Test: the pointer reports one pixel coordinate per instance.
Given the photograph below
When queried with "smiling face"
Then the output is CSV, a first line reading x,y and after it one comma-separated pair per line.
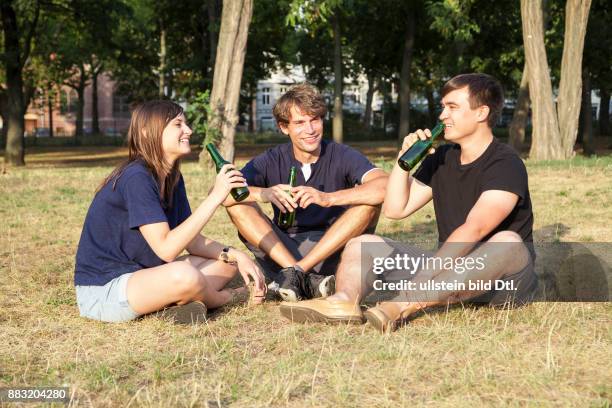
x,y
459,117
175,138
304,130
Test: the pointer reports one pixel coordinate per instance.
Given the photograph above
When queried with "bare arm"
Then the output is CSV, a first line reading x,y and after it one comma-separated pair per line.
x,y
168,244
492,207
370,192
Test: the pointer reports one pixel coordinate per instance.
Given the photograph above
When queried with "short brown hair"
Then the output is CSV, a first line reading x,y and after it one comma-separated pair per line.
x,y
483,90
303,96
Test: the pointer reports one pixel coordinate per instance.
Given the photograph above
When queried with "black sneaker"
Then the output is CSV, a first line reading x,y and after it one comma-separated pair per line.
x,y
293,285
321,285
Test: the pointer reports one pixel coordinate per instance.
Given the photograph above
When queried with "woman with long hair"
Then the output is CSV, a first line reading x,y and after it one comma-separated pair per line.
x,y
139,222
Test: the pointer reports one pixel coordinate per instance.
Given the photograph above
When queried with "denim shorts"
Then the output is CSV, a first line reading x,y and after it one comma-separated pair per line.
x,y
106,303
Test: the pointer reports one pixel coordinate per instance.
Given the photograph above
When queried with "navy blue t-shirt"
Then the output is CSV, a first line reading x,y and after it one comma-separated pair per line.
x,y
111,244
339,167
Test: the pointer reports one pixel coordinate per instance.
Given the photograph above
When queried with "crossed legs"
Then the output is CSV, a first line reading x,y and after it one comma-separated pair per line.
x,y
353,283
256,228
186,280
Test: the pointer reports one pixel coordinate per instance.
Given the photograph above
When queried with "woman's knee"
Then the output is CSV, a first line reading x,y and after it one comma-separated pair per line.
x,y
506,236
185,278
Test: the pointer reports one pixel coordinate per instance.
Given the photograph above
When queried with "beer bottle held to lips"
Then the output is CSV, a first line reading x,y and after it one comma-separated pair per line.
x,y
419,149
238,193
287,219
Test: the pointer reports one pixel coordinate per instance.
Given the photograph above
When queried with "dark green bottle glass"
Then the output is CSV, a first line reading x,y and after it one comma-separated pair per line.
x,y
287,219
418,151
238,193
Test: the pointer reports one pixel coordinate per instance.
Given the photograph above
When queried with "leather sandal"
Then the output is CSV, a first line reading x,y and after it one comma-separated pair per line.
x,y
382,320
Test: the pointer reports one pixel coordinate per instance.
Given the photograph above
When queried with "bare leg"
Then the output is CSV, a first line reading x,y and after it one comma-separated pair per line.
x,y
500,260
350,283
255,227
180,282
352,223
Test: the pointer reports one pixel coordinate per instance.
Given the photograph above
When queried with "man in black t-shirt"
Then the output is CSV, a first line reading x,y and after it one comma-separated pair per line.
x,y
483,211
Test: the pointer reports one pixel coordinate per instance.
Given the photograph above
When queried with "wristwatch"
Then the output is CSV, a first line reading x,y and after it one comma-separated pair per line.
x,y
225,257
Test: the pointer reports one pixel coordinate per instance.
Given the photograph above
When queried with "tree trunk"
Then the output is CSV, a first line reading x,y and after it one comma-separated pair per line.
x,y
604,113
252,108
162,61
570,93
588,145
404,88
80,104
212,30
431,105
338,79
50,96
518,124
231,50
367,115
95,124
14,154
545,134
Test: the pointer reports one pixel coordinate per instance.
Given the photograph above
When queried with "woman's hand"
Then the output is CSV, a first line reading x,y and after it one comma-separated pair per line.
x,y
250,271
280,196
227,179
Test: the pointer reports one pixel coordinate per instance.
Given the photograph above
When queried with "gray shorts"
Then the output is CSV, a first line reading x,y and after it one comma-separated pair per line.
x,y
299,244
106,303
524,282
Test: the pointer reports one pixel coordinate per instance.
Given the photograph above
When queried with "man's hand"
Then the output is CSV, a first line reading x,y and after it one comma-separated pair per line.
x,y
412,138
250,271
278,196
227,179
307,195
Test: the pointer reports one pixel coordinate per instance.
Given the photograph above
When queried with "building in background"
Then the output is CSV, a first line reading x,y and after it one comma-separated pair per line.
x,y
113,111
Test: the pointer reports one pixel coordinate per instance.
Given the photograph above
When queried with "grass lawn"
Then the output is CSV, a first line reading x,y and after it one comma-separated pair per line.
x,y
546,354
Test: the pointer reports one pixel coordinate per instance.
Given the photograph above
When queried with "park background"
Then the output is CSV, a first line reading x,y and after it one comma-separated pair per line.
x,y
72,71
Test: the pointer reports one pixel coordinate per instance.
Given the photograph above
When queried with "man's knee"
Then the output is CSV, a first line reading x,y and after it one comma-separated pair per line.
x,y
185,278
240,212
510,247
506,236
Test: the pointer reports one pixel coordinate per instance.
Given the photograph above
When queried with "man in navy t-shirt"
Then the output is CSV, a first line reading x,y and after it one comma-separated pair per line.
x,y
337,197
480,194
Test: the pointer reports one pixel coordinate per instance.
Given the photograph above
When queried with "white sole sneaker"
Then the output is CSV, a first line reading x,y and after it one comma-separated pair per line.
x,y
288,295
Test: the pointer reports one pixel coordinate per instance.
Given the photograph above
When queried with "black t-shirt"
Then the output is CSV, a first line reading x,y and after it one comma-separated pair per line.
x,y
457,187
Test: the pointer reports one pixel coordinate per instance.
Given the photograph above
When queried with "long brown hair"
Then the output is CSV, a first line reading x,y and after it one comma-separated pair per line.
x,y
145,143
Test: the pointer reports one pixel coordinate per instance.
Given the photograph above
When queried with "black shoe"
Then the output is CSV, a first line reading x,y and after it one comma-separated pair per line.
x,y
321,285
292,288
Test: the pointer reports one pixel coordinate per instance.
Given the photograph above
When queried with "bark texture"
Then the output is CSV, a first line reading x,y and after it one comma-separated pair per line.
x,y
604,113
337,121
404,88
570,87
229,63
518,124
554,128
545,133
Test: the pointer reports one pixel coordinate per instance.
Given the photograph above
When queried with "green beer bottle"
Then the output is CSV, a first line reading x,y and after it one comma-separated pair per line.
x,y
286,220
238,193
417,151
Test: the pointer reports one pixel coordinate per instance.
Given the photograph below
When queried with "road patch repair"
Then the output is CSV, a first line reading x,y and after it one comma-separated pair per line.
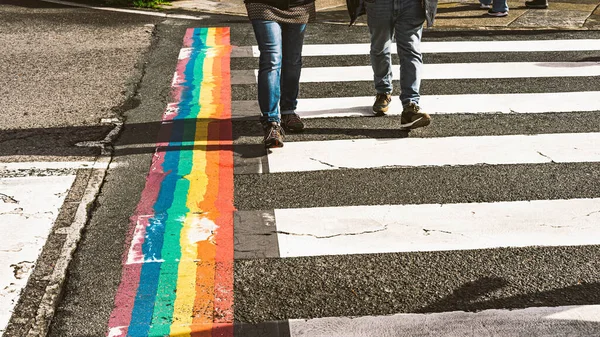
x,y
43,208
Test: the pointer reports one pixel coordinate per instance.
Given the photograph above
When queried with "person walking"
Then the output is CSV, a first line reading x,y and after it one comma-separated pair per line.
x,y
279,27
402,20
497,8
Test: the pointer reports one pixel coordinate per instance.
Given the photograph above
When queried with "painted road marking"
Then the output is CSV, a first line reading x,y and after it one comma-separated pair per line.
x,y
436,227
28,208
492,150
178,274
439,104
533,322
440,71
440,47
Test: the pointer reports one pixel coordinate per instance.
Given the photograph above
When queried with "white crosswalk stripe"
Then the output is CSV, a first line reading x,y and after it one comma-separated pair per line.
x,y
330,231
440,104
440,71
439,47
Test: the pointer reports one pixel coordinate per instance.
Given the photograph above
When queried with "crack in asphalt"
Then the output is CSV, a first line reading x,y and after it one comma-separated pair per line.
x,y
334,235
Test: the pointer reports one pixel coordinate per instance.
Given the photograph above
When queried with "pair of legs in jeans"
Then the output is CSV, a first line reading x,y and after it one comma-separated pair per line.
x,y
280,62
403,21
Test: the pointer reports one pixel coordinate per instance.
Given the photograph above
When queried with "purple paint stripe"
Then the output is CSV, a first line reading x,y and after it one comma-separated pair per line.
x,y
125,298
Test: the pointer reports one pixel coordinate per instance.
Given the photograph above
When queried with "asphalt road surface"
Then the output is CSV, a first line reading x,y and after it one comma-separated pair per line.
x,y
307,244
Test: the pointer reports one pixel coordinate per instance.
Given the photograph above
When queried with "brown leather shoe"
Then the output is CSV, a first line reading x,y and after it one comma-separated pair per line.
x,y
412,117
381,105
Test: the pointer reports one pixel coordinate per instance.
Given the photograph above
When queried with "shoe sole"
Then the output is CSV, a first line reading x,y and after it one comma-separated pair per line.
x,y
419,123
380,112
273,144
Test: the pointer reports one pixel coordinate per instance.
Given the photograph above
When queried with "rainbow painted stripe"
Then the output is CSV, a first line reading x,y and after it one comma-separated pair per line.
x,y
177,277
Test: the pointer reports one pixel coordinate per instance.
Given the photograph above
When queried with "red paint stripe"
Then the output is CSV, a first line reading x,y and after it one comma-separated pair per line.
x,y
224,203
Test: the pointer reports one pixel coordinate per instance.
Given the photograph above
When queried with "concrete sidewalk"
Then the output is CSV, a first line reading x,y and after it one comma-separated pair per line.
x,y
452,14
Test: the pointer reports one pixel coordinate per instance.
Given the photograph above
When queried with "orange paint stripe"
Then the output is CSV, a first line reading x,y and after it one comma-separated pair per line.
x,y
214,285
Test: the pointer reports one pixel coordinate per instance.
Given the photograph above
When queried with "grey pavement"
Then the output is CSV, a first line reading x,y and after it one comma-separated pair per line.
x,y
72,68
68,75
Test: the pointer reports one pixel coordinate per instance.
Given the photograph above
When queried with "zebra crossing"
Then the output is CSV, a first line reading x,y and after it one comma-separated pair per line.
x,y
484,223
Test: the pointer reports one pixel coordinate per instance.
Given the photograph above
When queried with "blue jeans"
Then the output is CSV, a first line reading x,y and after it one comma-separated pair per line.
x,y
280,62
497,5
402,20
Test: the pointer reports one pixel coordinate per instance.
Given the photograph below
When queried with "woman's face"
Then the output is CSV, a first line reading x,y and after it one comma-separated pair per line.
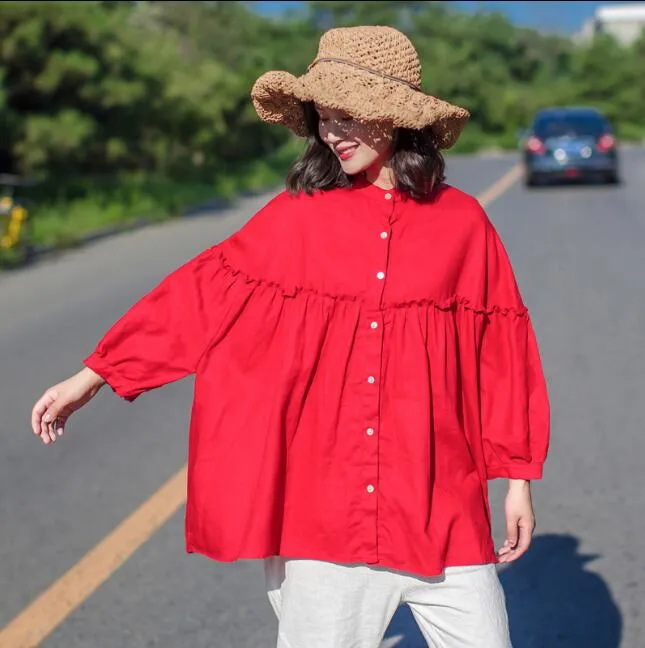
x,y
359,146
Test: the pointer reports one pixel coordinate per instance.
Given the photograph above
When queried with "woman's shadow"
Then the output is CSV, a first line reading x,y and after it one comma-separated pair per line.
x,y
553,601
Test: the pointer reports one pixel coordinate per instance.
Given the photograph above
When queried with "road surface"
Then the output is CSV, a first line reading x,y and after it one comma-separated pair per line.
x,y
579,254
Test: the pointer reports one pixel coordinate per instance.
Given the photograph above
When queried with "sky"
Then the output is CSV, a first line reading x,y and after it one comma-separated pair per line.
x,y
561,17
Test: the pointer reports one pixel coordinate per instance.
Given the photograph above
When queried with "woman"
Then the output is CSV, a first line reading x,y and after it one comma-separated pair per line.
x,y
364,365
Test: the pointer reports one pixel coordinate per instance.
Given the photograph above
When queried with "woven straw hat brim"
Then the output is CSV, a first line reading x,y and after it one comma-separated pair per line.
x,y
365,96
275,102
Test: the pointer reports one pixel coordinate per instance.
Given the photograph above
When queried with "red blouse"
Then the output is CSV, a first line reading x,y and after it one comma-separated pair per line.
x,y
363,364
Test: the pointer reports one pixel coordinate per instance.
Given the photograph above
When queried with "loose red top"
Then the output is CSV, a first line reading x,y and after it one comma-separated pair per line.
x,y
363,365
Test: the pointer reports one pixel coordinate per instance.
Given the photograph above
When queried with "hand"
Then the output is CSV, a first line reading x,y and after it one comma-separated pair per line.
x,y
520,521
52,410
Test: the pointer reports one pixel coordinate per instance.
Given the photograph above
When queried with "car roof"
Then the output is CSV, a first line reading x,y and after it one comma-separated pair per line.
x,y
569,111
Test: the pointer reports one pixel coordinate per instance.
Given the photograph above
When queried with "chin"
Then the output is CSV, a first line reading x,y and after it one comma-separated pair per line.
x,y
354,167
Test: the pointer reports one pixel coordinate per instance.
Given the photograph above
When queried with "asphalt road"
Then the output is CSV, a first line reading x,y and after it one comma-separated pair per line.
x,y
579,254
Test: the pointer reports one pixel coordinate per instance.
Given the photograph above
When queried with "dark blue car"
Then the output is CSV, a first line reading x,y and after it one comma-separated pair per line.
x,y
570,144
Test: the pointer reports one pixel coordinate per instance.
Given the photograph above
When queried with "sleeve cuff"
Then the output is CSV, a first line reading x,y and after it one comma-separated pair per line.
x,y
530,471
99,365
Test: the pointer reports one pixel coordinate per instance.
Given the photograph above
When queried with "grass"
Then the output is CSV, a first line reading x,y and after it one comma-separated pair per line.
x,y
84,208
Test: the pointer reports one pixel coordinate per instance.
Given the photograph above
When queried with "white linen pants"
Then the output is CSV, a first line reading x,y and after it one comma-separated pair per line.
x,y
328,605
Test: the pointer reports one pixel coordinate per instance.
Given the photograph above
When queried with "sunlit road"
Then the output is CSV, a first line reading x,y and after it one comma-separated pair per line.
x,y
579,254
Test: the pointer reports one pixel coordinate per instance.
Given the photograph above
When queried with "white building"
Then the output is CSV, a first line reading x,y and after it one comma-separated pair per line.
x,y
624,22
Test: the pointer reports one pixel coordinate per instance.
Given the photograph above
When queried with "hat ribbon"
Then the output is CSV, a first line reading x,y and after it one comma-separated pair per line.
x,y
358,66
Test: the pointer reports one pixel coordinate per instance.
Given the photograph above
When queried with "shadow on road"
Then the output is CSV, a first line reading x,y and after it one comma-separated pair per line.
x,y
553,602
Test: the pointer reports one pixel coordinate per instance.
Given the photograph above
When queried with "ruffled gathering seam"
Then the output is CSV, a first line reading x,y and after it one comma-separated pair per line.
x,y
444,305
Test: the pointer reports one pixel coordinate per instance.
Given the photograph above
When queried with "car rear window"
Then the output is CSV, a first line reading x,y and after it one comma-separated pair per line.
x,y
572,126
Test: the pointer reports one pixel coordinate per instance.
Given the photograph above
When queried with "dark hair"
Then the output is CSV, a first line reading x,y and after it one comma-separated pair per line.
x,y
416,161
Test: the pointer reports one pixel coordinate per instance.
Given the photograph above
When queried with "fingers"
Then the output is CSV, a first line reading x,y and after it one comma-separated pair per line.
x,y
518,542
47,420
40,408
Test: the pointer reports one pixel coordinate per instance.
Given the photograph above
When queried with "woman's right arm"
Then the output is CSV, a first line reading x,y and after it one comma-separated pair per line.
x,y
52,410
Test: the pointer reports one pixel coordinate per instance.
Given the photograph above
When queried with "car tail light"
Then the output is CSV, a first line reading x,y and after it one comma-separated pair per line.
x,y
534,145
606,143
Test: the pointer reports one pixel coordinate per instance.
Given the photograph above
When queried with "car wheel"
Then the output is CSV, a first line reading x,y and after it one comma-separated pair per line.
x,y
530,180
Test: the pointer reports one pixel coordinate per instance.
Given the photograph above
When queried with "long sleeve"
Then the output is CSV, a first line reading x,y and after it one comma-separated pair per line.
x,y
514,401
161,338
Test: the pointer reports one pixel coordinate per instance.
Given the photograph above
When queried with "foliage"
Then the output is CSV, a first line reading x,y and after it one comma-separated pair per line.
x,y
98,93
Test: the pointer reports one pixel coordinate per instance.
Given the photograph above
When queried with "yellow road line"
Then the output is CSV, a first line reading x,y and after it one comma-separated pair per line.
x,y
59,600
41,617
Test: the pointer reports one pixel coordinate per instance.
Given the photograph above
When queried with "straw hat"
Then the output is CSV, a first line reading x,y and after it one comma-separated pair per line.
x,y
372,73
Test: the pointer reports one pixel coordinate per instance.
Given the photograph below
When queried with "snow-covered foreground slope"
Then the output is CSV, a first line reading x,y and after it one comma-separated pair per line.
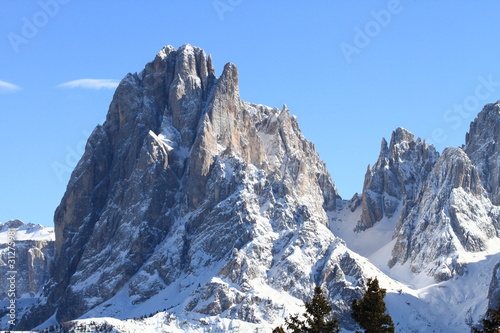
x,y
428,306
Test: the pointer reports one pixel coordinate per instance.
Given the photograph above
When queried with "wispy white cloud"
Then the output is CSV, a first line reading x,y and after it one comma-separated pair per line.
x,y
7,87
91,84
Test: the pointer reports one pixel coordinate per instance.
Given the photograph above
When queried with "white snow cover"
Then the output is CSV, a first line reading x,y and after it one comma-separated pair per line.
x,y
422,305
27,232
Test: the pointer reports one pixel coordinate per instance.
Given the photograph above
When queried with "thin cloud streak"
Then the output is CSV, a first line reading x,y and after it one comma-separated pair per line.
x,y
91,84
7,87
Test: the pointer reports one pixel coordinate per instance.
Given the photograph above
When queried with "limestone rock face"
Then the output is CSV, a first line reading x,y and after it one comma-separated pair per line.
x,y
186,182
482,146
33,255
453,216
397,177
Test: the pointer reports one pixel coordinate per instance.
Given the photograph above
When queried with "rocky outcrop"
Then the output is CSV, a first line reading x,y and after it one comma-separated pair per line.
x,y
32,255
186,180
396,179
494,290
453,216
482,146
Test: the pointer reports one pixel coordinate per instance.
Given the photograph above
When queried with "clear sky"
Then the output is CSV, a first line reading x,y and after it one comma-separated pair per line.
x,y
351,71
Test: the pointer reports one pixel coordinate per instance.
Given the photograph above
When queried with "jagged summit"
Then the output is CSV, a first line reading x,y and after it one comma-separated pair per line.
x,y
194,184
482,148
218,212
397,176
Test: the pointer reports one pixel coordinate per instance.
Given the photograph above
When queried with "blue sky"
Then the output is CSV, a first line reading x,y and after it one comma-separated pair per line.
x,y
351,71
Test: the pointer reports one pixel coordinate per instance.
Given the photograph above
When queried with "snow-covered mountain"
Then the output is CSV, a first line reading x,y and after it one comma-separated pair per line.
x,y
217,214
27,254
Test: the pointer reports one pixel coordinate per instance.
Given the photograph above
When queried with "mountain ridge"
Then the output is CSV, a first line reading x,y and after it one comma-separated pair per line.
x,y
226,205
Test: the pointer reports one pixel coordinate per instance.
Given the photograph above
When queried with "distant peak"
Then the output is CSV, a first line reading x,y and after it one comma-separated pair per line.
x,y
401,135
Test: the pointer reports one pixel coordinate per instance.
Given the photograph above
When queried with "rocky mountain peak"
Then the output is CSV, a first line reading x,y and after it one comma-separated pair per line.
x,y
453,216
193,183
397,176
481,144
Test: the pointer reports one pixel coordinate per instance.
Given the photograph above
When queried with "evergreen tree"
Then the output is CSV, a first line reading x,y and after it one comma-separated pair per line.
x,y
491,323
317,311
369,312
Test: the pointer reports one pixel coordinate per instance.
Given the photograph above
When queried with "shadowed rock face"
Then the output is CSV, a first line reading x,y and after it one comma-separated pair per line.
x,y
33,259
481,144
453,215
397,177
184,177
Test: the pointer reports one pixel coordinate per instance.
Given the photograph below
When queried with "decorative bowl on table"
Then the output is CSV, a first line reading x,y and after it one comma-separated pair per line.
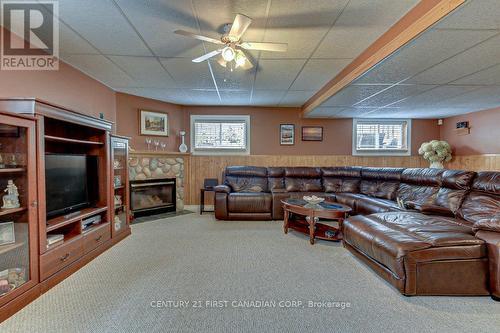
x,y
313,200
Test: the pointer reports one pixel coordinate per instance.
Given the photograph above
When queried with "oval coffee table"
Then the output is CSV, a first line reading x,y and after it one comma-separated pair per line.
x,y
304,217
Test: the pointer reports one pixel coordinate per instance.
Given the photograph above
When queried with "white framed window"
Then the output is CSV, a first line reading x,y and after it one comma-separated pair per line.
x,y
381,137
220,134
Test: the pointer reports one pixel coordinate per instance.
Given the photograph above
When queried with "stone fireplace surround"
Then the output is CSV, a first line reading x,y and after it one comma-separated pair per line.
x,y
155,165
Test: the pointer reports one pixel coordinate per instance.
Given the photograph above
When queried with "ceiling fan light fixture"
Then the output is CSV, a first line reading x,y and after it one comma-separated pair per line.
x,y
228,53
240,59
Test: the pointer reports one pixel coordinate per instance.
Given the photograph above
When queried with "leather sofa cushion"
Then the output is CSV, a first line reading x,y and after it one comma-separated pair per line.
x,y
482,209
333,185
276,172
246,184
457,179
382,174
368,205
303,172
249,171
343,172
389,237
487,182
249,202
275,183
415,196
422,176
293,184
379,189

▸ Stated goal: Tally how many lines of the material above contain the string "painted", treating uppercase and lowercase letters as distinct, and give only that number.

▸ Answer for this exercise: 2